**PROBLEM TO SOLVE**
Instruction for the data below: set down exactly the lines from the line with "Target: white sleeve" to the line with "watch face with one point per instance.", inclusive, and no others.

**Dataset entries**
----------

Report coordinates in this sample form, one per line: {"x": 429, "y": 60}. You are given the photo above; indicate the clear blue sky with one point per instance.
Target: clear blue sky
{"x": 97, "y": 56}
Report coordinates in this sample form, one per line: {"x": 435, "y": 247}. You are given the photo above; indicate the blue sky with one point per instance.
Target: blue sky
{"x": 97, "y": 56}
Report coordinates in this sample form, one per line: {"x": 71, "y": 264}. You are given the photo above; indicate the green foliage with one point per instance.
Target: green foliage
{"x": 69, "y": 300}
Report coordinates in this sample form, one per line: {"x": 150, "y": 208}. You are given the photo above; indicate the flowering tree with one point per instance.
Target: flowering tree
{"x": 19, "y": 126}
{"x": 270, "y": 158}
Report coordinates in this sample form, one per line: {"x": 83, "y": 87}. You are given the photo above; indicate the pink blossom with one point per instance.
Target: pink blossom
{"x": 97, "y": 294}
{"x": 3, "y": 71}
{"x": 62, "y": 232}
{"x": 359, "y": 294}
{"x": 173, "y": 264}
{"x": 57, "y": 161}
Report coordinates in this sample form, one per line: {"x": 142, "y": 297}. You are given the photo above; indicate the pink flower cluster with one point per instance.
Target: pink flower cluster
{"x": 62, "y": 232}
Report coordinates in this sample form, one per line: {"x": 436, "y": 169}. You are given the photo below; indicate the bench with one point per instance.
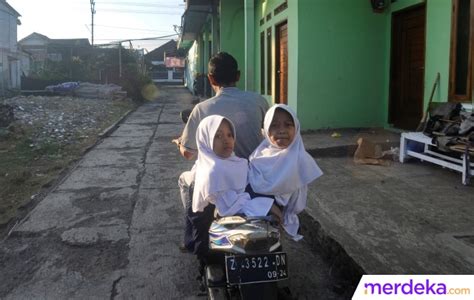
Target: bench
{"x": 461, "y": 164}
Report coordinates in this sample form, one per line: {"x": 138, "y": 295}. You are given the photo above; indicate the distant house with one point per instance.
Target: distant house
{"x": 9, "y": 53}
{"x": 43, "y": 49}
{"x": 166, "y": 63}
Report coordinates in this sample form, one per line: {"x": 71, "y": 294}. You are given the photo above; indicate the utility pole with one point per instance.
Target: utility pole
{"x": 120, "y": 60}
{"x": 92, "y": 14}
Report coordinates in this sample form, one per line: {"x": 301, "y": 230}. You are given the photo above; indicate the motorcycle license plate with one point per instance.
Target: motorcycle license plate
{"x": 243, "y": 269}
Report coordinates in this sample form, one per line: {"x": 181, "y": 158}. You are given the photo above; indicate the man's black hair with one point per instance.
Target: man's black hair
{"x": 223, "y": 67}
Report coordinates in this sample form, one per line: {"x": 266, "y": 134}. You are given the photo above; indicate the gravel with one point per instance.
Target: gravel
{"x": 60, "y": 119}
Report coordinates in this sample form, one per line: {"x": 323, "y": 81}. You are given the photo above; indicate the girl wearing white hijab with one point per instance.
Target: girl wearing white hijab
{"x": 221, "y": 177}
{"x": 280, "y": 166}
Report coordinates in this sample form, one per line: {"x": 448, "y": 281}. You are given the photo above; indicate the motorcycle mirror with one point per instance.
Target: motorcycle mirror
{"x": 184, "y": 114}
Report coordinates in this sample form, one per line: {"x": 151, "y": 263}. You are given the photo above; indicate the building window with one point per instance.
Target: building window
{"x": 269, "y": 61}
{"x": 460, "y": 83}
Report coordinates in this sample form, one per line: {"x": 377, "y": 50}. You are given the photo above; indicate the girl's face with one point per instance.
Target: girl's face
{"x": 282, "y": 129}
{"x": 223, "y": 145}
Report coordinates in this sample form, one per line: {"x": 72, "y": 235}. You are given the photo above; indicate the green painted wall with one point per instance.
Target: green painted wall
{"x": 232, "y": 33}
{"x": 438, "y": 41}
{"x": 341, "y": 64}
{"x": 437, "y": 52}
{"x": 262, "y": 9}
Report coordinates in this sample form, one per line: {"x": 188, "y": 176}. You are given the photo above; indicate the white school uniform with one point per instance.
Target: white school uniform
{"x": 283, "y": 173}
{"x": 222, "y": 181}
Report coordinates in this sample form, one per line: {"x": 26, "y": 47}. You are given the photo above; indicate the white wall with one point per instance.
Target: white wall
{"x": 9, "y": 55}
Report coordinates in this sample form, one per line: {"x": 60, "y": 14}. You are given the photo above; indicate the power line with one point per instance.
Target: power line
{"x": 143, "y": 12}
{"x": 130, "y": 28}
{"x": 179, "y": 6}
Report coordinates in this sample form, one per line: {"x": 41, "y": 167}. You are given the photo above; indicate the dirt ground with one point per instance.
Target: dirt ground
{"x": 49, "y": 133}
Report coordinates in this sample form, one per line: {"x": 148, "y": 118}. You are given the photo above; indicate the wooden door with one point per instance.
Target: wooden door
{"x": 407, "y": 68}
{"x": 281, "y": 77}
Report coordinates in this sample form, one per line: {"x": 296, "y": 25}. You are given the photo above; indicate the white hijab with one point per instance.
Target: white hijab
{"x": 229, "y": 175}
{"x": 284, "y": 173}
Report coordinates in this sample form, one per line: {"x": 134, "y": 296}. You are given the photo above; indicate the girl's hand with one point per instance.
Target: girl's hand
{"x": 274, "y": 210}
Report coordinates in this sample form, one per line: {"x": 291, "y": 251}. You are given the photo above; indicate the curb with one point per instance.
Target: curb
{"x": 342, "y": 264}
{"x": 344, "y": 150}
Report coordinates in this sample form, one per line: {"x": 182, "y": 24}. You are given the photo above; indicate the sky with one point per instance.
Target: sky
{"x": 114, "y": 20}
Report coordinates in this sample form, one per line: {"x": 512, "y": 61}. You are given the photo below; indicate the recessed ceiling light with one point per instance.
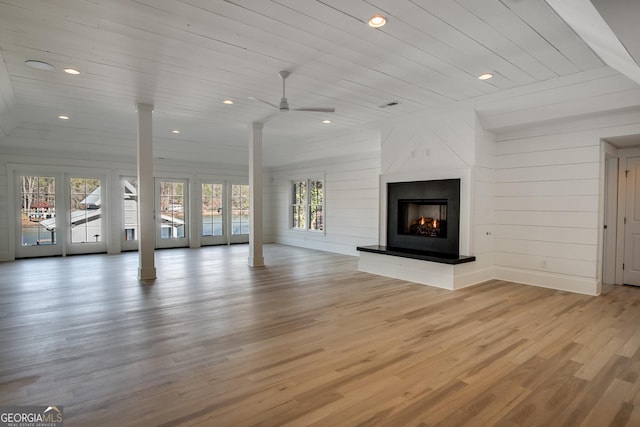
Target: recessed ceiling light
{"x": 377, "y": 21}
{"x": 39, "y": 65}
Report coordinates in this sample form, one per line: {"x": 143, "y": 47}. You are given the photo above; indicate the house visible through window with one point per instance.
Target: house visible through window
{"x": 307, "y": 205}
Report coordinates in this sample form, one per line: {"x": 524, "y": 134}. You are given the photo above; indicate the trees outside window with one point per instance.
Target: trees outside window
{"x": 307, "y": 205}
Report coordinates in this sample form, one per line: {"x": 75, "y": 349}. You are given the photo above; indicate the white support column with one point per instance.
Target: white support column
{"x": 146, "y": 214}
{"x": 255, "y": 184}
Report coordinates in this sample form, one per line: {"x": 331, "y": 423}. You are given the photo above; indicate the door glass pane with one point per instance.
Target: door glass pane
{"x": 239, "y": 209}
{"x": 316, "y": 196}
{"x": 172, "y": 210}
{"x": 38, "y": 210}
{"x": 212, "y": 210}
{"x": 85, "y": 216}
{"x": 130, "y": 208}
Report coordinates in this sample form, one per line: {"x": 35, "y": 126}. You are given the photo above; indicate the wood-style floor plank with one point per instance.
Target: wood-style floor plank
{"x": 308, "y": 341}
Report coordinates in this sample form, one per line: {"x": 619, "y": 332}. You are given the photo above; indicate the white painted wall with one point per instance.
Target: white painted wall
{"x": 448, "y": 143}
{"x": 351, "y": 198}
{"x": 19, "y": 153}
{"x": 549, "y": 197}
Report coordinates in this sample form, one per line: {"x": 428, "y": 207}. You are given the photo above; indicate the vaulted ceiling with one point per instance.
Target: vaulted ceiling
{"x": 186, "y": 56}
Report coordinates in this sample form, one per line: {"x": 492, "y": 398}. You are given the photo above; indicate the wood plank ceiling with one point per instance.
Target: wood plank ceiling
{"x": 185, "y": 57}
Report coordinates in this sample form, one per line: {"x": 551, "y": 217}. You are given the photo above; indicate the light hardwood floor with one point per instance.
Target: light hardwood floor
{"x": 308, "y": 341}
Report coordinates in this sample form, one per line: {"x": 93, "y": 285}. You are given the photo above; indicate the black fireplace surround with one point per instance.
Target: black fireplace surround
{"x": 424, "y": 216}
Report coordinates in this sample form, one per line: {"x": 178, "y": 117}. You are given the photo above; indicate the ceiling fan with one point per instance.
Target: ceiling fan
{"x": 284, "y": 104}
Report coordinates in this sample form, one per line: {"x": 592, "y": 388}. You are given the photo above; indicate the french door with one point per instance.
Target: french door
{"x": 59, "y": 214}
{"x": 36, "y": 231}
{"x": 172, "y": 213}
{"x": 239, "y": 213}
{"x": 214, "y": 226}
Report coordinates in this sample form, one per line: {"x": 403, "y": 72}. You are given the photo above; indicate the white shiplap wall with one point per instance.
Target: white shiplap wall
{"x": 19, "y": 153}
{"x": 443, "y": 144}
{"x": 548, "y": 199}
{"x": 351, "y": 203}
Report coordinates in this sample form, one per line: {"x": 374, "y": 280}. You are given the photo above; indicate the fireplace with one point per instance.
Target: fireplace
{"x": 424, "y": 216}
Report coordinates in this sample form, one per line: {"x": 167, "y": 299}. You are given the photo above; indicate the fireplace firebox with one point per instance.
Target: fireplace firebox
{"x": 424, "y": 216}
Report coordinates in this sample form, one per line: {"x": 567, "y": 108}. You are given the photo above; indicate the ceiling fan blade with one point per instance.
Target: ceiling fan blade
{"x": 264, "y": 102}
{"x": 317, "y": 109}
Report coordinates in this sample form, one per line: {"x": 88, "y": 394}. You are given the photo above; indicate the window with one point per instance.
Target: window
{"x": 85, "y": 216}
{"x": 212, "y": 213}
{"x": 299, "y": 208}
{"x": 239, "y": 209}
{"x": 307, "y": 205}
{"x": 172, "y": 210}
{"x": 38, "y": 210}
{"x": 130, "y": 208}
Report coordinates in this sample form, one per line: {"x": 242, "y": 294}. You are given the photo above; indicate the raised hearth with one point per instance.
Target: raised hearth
{"x": 416, "y": 254}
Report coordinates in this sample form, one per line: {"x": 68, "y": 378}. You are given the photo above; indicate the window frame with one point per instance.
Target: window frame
{"x": 307, "y": 205}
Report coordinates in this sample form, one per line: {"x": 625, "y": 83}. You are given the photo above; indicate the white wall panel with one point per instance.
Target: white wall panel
{"x": 351, "y": 203}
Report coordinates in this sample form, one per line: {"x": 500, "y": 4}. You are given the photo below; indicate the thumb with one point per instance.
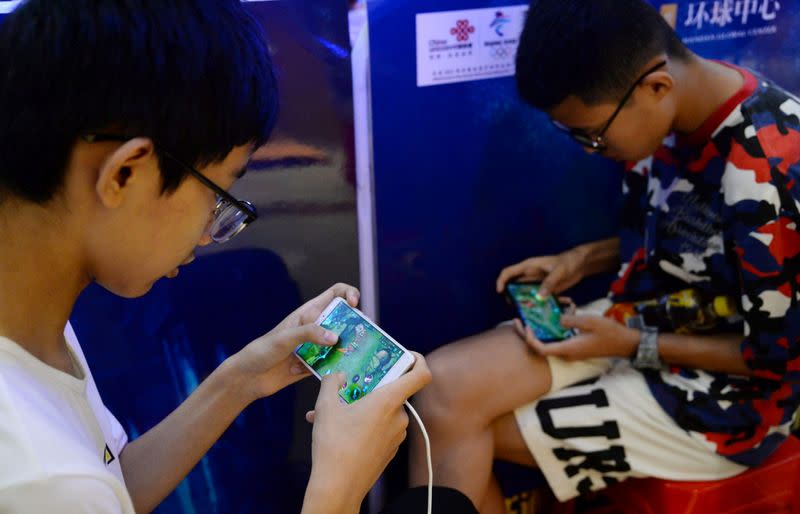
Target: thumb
{"x": 552, "y": 282}
{"x": 331, "y": 385}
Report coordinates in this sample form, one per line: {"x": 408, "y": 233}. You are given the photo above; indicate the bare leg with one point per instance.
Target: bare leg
{"x": 477, "y": 384}
{"x": 494, "y": 502}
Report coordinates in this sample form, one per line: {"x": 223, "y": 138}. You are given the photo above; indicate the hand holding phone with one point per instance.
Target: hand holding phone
{"x": 541, "y": 314}
{"x": 367, "y": 356}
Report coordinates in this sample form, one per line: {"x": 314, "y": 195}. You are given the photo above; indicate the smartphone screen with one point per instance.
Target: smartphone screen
{"x": 543, "y": 315}
{"x": 363, "y": 353}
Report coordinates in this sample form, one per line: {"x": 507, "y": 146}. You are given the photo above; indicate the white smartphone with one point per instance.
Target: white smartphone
{"x": 368, "y": 356}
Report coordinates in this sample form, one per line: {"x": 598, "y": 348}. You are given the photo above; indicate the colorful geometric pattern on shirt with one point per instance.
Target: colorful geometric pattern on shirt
{"x": 722, "y": 216}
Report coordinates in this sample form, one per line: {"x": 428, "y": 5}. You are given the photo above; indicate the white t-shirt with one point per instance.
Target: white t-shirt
{"x": 59, "y": 445}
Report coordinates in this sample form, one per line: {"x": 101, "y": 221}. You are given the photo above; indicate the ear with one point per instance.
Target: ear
{"x": 123, "y": 169}
{"x": 658, "y": 84}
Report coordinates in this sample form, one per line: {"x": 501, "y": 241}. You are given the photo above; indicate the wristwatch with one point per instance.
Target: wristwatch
{"x": 647, "y": 353}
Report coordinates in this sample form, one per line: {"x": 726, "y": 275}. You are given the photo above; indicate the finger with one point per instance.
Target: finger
{"x": 311, "y": 333}
{"x": 415, "y": 379}
{"x": 520, "y": 329}
{"x": 329, "y": 390}
{"x": 297, "y": 368}
{"x": 506, "y": 275}
{"x": 552, "y": 283}
{"x": 561, "y": 349}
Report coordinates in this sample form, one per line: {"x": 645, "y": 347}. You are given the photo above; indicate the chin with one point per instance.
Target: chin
{"x": 129, "y": 291}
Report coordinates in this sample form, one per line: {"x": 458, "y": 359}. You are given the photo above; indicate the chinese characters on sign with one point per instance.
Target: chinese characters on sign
{"x": 461, "y": 46}
{"x": 722, "y": 13}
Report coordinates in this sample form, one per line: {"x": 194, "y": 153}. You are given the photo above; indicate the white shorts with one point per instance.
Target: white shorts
{"x": 608, "y": 428}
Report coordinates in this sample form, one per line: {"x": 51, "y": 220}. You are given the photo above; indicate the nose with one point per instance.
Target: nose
{"x": 205, "y": 240}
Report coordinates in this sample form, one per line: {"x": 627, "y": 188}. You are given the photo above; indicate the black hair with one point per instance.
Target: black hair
{"x": 195, "y": 76}
{"x": 592, "y": 49}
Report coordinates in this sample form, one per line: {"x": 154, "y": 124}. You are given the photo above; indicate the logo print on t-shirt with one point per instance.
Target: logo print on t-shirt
{"x": 108, "y": 457}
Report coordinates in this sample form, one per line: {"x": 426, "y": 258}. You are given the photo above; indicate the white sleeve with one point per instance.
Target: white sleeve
{"x": 119, "y": 438}
{"x": 66, "y": 495}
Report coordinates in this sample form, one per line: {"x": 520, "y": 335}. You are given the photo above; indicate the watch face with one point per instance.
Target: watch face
{"x": 647, "y": 353}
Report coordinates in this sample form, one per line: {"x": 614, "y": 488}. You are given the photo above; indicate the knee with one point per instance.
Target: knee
{"x": 444, "y": 397}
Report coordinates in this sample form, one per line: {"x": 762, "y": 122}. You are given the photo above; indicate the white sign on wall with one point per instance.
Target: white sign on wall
{"x": 474, "y": 44}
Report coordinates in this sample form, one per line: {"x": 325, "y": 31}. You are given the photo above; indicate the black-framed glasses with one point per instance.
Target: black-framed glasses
{"x": 597, "y": 142}
{"x": 231, "y": 216}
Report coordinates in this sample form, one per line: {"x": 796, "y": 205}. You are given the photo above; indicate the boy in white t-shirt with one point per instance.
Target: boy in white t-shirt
{"x": 123, "y": 123}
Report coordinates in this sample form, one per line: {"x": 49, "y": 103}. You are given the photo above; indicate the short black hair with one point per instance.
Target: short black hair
{"x": 195, "y": 76}
{"x": 592, "y": 49}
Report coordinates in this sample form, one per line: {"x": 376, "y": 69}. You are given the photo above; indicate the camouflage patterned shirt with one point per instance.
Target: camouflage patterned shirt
{"x": 718, "y": 210}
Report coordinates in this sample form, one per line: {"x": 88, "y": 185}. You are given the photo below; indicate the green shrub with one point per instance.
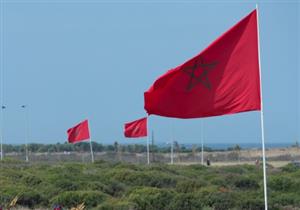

----------

**RESPONSE TO THE TASK**
Target: white sleeve
{"x": 119, "y": 438}
{"x": 66, "y": 495}
Report coordinates in this sample form, one per line: {"x": 520, "y": 335}. You are given the photo above; indicate the watch face with one point per instance.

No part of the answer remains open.